EXCERPTED TEXT:
_ _ _ _ _

@TheDailyCarbunkle
To be fair I think the propaganda around covid has entirely messed with people's heads. The narrative is that we must do everything possible - including destroying the economy and denying children an education - to avoid covid deaths and that the vaccine was the great saviour that would allow us to avoid the scourge of the Deadly Disease. I think in that context people are struggling to get their heads around a world where a certain number of deaths is just expected and not treated as a huge tragedy or national emergency.
I do find it interesting though that now people are talking about how it's the more elderly and vulnerable who die and that it's often 'with covid' rather than 'from covid.' That's always been the case, since the beginning of the pandemic and yet it wasn't acceptable to talk about the vulnerable being more likely to die back in 2020 because it was seen as dismissing them or not caring about their deaths.
First paragraph is a very bad faith poor grasp reading of what people were talking about
Second paragraph isn't much better
The difference is hospitalisation rates are nearly manageable right now, so you might not die of a fixable injury because all the medics are treating covid patients, or you might be able to access cancer treatment without risking dying of covid in an immune-suppressed state
No one ever wanted to crash the economy or said that covid was the only concern. People said that unless covid could be suppressed, nothing else was going to be achievable. And that is still very much true, whatever your friends might tell you.

_ _ _ _ _

DATASET EXCERPTS:

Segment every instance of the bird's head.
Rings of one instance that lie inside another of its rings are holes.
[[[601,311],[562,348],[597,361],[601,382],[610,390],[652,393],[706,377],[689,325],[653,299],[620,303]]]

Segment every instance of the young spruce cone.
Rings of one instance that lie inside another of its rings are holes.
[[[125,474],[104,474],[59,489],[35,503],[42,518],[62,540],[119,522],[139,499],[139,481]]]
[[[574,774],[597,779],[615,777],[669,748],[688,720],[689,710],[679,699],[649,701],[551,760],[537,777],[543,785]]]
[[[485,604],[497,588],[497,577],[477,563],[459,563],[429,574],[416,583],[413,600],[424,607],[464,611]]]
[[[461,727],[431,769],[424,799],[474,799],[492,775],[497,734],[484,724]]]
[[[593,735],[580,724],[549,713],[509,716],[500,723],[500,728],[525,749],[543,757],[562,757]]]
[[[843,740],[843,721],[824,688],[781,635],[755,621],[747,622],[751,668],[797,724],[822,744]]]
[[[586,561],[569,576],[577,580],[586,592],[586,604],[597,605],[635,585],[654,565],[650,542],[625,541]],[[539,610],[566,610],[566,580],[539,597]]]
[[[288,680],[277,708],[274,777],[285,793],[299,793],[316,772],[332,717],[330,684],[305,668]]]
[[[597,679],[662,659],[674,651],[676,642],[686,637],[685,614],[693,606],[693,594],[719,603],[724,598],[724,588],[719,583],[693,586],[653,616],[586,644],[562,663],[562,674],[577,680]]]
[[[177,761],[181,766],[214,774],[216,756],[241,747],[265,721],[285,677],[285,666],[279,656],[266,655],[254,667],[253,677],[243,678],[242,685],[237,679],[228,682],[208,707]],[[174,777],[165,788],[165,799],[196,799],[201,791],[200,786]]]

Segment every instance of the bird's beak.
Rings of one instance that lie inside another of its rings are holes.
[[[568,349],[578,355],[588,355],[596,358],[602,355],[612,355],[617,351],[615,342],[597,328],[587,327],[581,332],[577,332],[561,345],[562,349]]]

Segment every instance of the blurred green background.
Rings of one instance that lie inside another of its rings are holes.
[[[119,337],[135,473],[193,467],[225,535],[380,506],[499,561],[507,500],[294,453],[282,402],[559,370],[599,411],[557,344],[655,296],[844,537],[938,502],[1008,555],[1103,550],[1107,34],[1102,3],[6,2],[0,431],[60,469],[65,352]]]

_ _ _ _ _

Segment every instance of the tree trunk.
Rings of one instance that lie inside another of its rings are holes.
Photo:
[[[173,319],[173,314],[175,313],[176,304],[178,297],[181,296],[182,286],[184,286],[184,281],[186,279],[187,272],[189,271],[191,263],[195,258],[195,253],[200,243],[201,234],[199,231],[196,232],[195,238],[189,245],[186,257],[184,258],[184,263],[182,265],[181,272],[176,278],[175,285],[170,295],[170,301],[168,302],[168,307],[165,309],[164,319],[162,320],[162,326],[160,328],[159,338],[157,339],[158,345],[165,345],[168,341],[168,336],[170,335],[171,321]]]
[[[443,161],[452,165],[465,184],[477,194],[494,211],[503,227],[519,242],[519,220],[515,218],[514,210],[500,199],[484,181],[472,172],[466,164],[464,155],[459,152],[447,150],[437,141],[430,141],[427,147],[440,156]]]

_ _ _ _ _

REQUIREMENT A:
In the covid discussion, how does the reply describe hospitalization rates right now?
REQUIREMENT B:
Extend the covid discussion with another passage that follows its final sentence.
The records have no connection to the covid discussion.

ANSWER A:
They are nearly manageable.

ANSWER B:
Case numbers are rising - we're not seeing hospitalisations and deaths at anything like comparable numbers from pre-vaccination. As schools are now back doing whole school assemblies without masks (
) we'll see case rates go up further. Then we'll see how well vaccination is protecting the population and medical infrastructure as a whole, and whether we'll need more firebreaks or whatever while they vaccinate 16 &17 year olds. Then we'll probably have the same thing again next January.
Let's just hope we don't get another Delta-equivalent mutation before we've been able to bring herd immunity up and get rolling vaccinations in place.
But there's a huge difference between now saying people are dying with because they had these vulnerabilities, and people writing off vast swathes of the population last year because they had well-managed diabetes; broken limb in the last 5 years; learning disabilities; migraines; etc etc.
Did you ever even look at the report of what those pre existing conditions included?